Can you copy the material below line for line, leaving every character unchanged?

═══ Material for this task ═══

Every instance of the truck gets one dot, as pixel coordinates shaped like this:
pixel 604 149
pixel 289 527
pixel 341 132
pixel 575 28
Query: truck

═══

### Task answer
Every instance of the truck gets one dot, as pixel coordinates shaped like this:
pixel 604 149
pixel 289 527
pixel 341 132
pixel 575 28
Query: truck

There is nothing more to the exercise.